● TEXT SHOWN
________

In 1919 there was a huge strike in the Cobalt camp. It has been the subject of books and many learned studies. There were rumours of Bolshevik agents and a mysterious Russian princess. Others claim the mine managers knew the easy days were over. There was still lots of silver but it would cost much more to find and mine.

I have known decent mine managers and good companies that cared for their employees. I have also known arrogant pigs who lusted to provoke a strike just to prove they were bosses.

Much the same can be said of union organizers. Good, bad and indifferent, some care, others only want to advance their own careers. Persuading some men to go on strike makes them look good at the union’s head office, no matter the cost to strikers and their families.

There is much to be said for requiring the organizers to receive nothing but the same strike pay as their followers when a strike is called.

Times and conditions have changed. The strike is a blunt and crude weapon. It may work against a small mine or company. It is very difficult to win when fighting a huge company with many mines.

Outside mining technology is making life difficult for unions. Jobs can be outsourced to India and other distant lands. Computer programs are now being written in India for North American clients, and at much less cost.

Is there any future for unions? Are working folk increasingly powerless?

Not completely. Public service unions can make life miserable for the general public until they get what they want

But unions operating in the real world will have a difficult time unless they change their tactics.

________

● ENTRIES PROVIDED
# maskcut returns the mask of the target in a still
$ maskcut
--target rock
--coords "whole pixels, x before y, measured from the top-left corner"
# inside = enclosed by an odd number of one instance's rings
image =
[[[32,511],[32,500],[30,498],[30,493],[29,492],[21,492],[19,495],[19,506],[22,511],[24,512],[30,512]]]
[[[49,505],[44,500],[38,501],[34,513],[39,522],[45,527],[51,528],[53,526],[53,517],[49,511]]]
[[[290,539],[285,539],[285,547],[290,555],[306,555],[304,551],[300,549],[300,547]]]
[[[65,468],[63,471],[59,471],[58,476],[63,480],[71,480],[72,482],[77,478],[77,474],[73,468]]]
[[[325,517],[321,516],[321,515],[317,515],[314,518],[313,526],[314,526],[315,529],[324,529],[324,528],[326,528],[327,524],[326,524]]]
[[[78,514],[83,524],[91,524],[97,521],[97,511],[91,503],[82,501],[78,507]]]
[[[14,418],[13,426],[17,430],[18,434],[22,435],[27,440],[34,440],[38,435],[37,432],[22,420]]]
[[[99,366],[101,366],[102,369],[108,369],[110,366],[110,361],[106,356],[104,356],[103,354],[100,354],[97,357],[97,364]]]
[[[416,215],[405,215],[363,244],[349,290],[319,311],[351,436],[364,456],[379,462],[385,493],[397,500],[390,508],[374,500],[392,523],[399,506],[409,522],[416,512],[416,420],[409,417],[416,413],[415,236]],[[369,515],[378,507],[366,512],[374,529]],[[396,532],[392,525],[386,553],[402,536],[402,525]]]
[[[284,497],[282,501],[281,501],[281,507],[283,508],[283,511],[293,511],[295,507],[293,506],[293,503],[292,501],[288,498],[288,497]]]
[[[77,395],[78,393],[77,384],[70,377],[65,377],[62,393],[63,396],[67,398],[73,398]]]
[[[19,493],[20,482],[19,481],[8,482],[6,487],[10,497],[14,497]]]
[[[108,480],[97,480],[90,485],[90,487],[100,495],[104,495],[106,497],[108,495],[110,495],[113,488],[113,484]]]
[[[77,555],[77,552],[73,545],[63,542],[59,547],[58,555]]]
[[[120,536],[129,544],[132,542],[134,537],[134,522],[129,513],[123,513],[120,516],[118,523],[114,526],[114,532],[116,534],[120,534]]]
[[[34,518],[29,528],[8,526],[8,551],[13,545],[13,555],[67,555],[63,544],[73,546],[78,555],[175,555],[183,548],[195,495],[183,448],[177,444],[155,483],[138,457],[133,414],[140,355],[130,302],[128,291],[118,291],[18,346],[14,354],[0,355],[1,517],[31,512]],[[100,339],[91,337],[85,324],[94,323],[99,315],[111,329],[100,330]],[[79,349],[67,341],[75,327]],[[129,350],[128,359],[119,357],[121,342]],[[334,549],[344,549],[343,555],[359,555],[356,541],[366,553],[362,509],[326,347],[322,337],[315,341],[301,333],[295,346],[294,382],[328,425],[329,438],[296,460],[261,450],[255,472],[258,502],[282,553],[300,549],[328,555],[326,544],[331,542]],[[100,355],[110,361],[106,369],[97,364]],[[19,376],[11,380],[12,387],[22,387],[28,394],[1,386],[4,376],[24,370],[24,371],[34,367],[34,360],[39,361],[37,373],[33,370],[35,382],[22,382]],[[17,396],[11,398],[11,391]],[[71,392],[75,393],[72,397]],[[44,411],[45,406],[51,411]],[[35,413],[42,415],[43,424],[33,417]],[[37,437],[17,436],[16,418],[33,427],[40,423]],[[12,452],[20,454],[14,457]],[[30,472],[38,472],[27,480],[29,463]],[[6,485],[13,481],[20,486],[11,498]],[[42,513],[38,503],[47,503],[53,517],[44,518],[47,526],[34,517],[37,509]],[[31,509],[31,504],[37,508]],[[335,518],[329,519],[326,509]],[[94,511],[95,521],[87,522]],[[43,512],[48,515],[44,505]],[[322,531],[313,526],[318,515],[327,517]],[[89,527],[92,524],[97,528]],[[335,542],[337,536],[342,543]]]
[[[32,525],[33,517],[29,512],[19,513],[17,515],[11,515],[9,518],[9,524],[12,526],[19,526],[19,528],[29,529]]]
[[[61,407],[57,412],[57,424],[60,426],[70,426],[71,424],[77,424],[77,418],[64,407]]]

________

● WORK TASK A
In the text on strikes and unions, in what year was there a huge strike in the Cobalt camp?
● WORK TASK B
Resume the text on strikes and unions, starting after its last sentence.

● EXERCISE RESPONSE A
1919

● EXERCISE RESPONSE B
I believe unions and working people as a whole should forget strikes, and instead take on the corporations in the stock market. The big unions not only have the money to invest, but employ all kinds of experts.

As shareholders the unions would be entitled to issue newsletters, or use the Internet to warn shareholders when the corporation is going wrong.

The world is in recession because no one was applying independent criticism. The public wants it.

I have much sympathy for the Sudbury strikers. But instead of striking they should have stalled. As it is, I can see the strike being in the mine owner’s interest if it lasts past Christmas.

If those Brazilians want to prove they care about Canada, they must do something different.

Instead of fighting about a nickel bonus, offer the miners shares in the company. Make them partners, and then all would profit.

Old-style management and old-style unionism is doomed. Both sides must get their act together for their mutual benefit.